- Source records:
+-------+

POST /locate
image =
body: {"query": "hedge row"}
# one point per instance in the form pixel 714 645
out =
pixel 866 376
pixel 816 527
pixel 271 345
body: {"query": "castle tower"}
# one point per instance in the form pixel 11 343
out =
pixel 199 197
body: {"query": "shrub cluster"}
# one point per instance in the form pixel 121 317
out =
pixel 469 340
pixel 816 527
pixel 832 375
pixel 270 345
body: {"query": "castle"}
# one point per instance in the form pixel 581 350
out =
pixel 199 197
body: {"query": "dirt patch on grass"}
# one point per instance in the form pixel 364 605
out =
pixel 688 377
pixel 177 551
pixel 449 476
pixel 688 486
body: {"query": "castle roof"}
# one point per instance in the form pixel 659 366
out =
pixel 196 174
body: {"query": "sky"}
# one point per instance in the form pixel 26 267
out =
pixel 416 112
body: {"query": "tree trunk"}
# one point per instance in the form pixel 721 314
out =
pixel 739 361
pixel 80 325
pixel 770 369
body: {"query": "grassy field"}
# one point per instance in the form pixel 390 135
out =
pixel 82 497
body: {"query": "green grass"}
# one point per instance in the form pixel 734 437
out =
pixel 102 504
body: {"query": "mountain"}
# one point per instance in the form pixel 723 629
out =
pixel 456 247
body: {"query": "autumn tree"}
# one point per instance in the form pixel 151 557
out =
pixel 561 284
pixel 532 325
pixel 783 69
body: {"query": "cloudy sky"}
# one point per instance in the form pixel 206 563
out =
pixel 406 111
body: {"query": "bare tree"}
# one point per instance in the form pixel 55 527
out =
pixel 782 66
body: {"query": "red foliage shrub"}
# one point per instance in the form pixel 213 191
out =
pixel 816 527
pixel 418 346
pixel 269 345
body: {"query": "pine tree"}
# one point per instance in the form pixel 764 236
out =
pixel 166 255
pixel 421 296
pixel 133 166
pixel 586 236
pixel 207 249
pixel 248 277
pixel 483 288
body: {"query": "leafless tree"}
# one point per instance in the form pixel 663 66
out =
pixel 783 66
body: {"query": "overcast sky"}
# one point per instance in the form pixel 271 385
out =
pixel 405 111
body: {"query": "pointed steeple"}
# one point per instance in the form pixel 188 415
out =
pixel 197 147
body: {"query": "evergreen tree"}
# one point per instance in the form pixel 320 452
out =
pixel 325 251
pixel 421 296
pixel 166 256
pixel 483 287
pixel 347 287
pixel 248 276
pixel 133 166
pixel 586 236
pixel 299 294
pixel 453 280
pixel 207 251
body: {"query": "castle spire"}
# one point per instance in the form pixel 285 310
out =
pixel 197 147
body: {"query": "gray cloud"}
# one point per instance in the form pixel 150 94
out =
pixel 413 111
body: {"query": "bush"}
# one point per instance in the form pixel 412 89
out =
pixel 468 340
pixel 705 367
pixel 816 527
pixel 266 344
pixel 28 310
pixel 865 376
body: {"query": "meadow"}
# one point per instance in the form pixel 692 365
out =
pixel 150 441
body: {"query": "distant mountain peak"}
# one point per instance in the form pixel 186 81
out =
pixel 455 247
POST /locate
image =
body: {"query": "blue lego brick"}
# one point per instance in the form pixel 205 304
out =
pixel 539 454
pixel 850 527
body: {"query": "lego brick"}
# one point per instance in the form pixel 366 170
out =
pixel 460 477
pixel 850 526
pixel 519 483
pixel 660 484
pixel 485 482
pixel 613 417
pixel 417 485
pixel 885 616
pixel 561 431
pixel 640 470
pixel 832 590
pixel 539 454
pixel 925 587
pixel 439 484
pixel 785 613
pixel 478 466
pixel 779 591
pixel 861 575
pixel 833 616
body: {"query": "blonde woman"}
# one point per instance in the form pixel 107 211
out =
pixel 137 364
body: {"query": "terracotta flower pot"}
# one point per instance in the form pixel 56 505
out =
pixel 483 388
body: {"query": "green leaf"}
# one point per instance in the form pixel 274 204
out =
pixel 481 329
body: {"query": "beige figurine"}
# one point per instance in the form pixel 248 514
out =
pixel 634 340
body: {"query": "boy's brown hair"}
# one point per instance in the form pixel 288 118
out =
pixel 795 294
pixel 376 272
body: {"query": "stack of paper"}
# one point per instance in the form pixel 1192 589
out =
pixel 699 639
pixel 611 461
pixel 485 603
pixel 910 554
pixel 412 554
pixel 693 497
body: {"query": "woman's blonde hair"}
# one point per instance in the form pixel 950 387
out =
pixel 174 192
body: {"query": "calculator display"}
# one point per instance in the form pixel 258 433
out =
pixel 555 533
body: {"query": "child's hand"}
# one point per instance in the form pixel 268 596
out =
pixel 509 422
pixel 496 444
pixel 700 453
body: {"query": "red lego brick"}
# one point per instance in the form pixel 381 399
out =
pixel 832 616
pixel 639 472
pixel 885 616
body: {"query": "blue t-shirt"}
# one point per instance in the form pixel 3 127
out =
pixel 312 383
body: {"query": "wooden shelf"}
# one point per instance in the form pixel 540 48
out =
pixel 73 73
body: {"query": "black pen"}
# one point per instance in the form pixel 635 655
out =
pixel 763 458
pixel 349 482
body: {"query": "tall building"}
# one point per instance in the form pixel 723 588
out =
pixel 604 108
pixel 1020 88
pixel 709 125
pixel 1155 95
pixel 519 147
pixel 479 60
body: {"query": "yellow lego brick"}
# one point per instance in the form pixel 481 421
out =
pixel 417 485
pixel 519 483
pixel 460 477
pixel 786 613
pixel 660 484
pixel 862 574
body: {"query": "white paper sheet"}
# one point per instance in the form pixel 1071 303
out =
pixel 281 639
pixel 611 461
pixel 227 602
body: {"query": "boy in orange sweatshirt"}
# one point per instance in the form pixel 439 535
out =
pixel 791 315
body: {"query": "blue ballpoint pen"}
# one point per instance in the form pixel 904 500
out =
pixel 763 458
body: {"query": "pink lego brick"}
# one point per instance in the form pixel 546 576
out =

+-------+

- Exercise prompt: Copy exactly the lines that run from the first line of the data to the line containing "# one point per instance in the form pixel 121", please, with both ends included and nothing else.

- Response:
POST /locate
image =
body: {"query": "hedge row"}
# one point per instance in the form pixel 714 645
out =
pixel 866 376
pixel 816 527
pixel 271 345
body: {"query": "castle tower"}
# one point per instance in the form pixel 11 343
out =
pixel 199 197
body: {"query": "shrub cluster"}
# one point per instance in the form pixel 121 317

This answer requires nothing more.